> **Task objective**: Could you restate exactly the lines that begin at the line with "In the photo above, where can the cobblestone" and end at the final line of the data?

::::

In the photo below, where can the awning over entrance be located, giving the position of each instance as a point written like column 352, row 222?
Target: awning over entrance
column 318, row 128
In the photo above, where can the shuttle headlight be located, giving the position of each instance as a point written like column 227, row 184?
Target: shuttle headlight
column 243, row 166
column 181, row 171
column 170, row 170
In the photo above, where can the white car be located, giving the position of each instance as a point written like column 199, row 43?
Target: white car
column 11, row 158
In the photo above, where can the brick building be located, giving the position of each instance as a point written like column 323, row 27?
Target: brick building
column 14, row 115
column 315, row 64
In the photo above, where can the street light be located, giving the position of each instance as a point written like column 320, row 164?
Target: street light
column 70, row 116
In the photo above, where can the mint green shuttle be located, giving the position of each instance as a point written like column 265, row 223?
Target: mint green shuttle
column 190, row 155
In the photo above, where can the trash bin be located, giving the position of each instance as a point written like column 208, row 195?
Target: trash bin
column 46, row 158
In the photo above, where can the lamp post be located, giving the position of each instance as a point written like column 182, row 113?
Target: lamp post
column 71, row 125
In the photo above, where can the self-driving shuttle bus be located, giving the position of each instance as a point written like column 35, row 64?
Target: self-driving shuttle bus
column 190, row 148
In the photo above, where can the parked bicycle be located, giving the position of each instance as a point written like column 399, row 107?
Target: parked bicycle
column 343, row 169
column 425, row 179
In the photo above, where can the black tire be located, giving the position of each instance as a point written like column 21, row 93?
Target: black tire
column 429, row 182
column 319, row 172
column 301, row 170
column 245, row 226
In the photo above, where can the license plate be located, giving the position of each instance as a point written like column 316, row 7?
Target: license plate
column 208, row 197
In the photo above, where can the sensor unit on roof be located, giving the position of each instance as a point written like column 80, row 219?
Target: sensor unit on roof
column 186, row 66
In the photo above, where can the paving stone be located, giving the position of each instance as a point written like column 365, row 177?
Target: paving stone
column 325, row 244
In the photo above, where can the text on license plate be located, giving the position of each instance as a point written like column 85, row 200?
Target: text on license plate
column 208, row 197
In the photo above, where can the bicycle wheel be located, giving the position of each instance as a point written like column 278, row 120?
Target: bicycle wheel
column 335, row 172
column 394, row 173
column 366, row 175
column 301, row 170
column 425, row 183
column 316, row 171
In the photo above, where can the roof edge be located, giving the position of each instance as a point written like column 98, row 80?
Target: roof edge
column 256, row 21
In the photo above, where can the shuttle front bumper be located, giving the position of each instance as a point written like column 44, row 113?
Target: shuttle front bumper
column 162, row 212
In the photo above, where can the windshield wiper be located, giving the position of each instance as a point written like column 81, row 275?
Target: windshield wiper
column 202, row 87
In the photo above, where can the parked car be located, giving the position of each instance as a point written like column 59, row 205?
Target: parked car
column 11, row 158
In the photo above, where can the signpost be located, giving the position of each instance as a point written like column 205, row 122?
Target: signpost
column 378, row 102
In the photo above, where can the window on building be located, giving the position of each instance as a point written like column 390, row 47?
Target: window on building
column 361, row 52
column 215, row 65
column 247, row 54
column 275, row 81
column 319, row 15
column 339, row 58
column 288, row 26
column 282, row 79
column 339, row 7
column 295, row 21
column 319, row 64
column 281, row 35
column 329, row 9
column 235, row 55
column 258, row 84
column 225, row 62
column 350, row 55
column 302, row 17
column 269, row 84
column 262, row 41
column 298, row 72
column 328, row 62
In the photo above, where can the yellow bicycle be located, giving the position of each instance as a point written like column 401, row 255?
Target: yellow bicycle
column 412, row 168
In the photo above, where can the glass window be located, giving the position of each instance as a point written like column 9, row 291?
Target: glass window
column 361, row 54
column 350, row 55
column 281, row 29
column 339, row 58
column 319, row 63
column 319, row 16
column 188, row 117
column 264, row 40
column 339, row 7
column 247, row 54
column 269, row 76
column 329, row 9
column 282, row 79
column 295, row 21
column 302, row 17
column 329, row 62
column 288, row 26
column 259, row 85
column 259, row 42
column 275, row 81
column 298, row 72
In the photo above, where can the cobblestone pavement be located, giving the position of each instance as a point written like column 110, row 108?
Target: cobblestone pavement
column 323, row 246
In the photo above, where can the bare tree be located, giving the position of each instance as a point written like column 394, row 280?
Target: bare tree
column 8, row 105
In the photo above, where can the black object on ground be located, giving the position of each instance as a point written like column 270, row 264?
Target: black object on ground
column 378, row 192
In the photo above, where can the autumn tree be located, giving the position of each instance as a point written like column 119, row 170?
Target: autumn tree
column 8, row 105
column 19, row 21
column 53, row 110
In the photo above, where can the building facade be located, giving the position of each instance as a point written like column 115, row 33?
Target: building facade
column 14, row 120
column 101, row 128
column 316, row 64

::::

> **Task response**:
In the photo above, where can the cobblestone pavement be located, giving the position of each instance as a point written like column 110, row 108?
Target: cobblestone pavement
column 323, row 246
In the photo above, where can the bare tree be located, giving the position of each instance as a point written like column 394, row 280?
Target: bare tree
column 8, row 105
In the photo above, where can the black object on ground be located, giving the position of each instance as a point written like column 270, row 264?
Target: black object on ground
column 378, row 192
In the photo above, where can the autumn tree be located, giving the position of each instance as a point written like column 119, row 170?
Target: autumn tree
column 8, row 105
column 19, row 21
column 53, row 110
In the photo above, where can the building facade be located, giving the position of each instance as a point written like column 115, row 33?
Target: building facade
column 14, row 120
column 101, row 128
column 316, row 64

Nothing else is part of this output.